The problem
Transcribe the following entries word for word; no picture is to appear in the copy.

Point localization data
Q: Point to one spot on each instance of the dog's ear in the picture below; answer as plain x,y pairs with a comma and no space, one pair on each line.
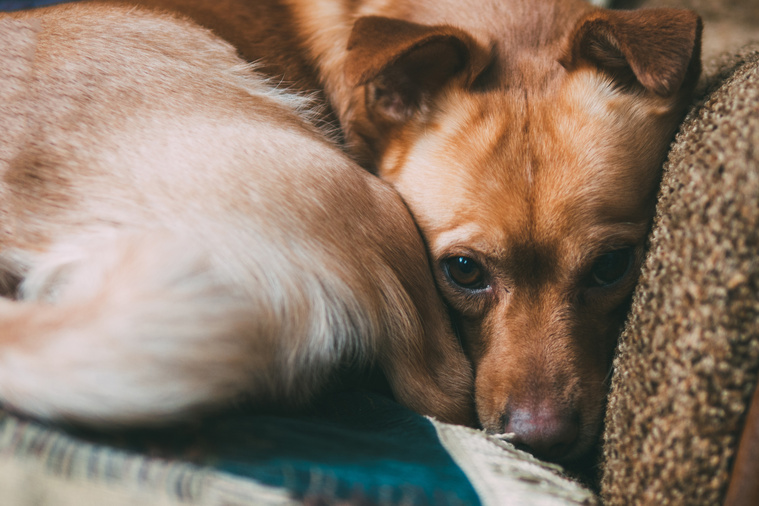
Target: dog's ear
404,63
658,48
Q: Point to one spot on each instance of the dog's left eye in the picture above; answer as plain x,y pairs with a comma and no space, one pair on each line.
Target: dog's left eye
612,267
465,272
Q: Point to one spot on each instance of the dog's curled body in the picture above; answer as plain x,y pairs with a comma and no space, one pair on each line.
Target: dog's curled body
174,234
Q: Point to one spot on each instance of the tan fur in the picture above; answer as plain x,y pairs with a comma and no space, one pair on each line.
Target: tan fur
524,135
175,234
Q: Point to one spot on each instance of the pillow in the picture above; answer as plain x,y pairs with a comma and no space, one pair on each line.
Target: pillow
687,361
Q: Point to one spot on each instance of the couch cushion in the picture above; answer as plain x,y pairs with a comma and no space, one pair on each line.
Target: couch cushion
352,447
687,362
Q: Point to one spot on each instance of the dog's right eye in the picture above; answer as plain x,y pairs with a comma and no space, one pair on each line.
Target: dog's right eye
610,268
465,272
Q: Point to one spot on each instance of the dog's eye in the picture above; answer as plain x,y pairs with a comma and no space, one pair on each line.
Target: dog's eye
465,272
612,267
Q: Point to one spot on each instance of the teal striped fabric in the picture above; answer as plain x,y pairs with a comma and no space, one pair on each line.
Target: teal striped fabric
354,446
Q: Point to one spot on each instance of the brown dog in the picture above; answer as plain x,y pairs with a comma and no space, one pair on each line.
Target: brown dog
527,139
175,234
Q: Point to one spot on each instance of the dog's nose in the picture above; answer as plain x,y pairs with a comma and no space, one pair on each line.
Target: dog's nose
544,431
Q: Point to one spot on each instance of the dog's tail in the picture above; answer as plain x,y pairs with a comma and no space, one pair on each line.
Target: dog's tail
136,328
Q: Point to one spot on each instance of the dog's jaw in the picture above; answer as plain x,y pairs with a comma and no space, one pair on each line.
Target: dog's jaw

Solution to this exercise
Q: Point to one spot on each instance of the dog's ear in the picture below; answer as plain x,y pairs with a comma and no space, one pair on each line.
Target: dog's ear
404,63
658,48
Q: Point to one spot on each instance of the dog's left eye in the picture above; answer as plain x,y pairs with a comma and no space, one pair on each line.
Target: dog's left eye
612,267
465,272
Q: Point to one spot on each instance of the dog's curled body in the picture above; answer as plain x,y pairs with a comma and no space, one pair on each line.
Target: dog's curled body
174,234
Q: Point to one spot on each instance of the tan fur in the picture above; answer as plain x,y pairs with a comma and no space, one pair on each line.
Target: tan fur
524,135
175,234
Q: Point to one spot on each instance of the pillow in the picture above; answer as plain x,y pairs with a comma and no space, one pair on each line.
Target: pillow
687,361
Q: Point to one spot on each instance of the couch cushion in the picture above; answer as plain x,y pairs with a comma and no space, one pair on each line.
Target: couch cushion
352,447
687,362
Q: Point to one spot on each instance of the dog's right eye in the picture above; answer as plain x,y pairs with a comma and no space, one pair on each line.
Target: dog's right eye
610,268
465,272
Q: Point to one spot on each instance of the dog's eye in the picture above; answer as plain x,y pairs with a comma and no space, one pair on each line.
Target: dog's eye
465,272
612,267
Q: Point to one spot on each instance of the teal striped fabric in the picture above; answer as plain x,y pairs with a comma and no space, one pair on each line.
Target: teal striped fabric
354,446
Q: Point to one spot on each instance of the brown dog in the picture above; answer as plain x,y pairs with a comma and no space, one pair on each line.
Target: brown dog
527,139
175,234
Q: Point to one spot on each instance of the dog's nose in the picture above; answer as plain x,y pairs with a comma and no space, one pair on each line.
Target: dog's nose
544,431
Q: Point to one spot on each instance of the dog's tail in the picture above; answer as plain x,y pairs with a comma and no space, one pair on each line.
Target: dog's tail
136,328
Q: Point to one spot on each instance of the dog's jaw in the picture above; answer as plain x,y pairs with a comma and no space, one pair on each line.
Target: dog's jaw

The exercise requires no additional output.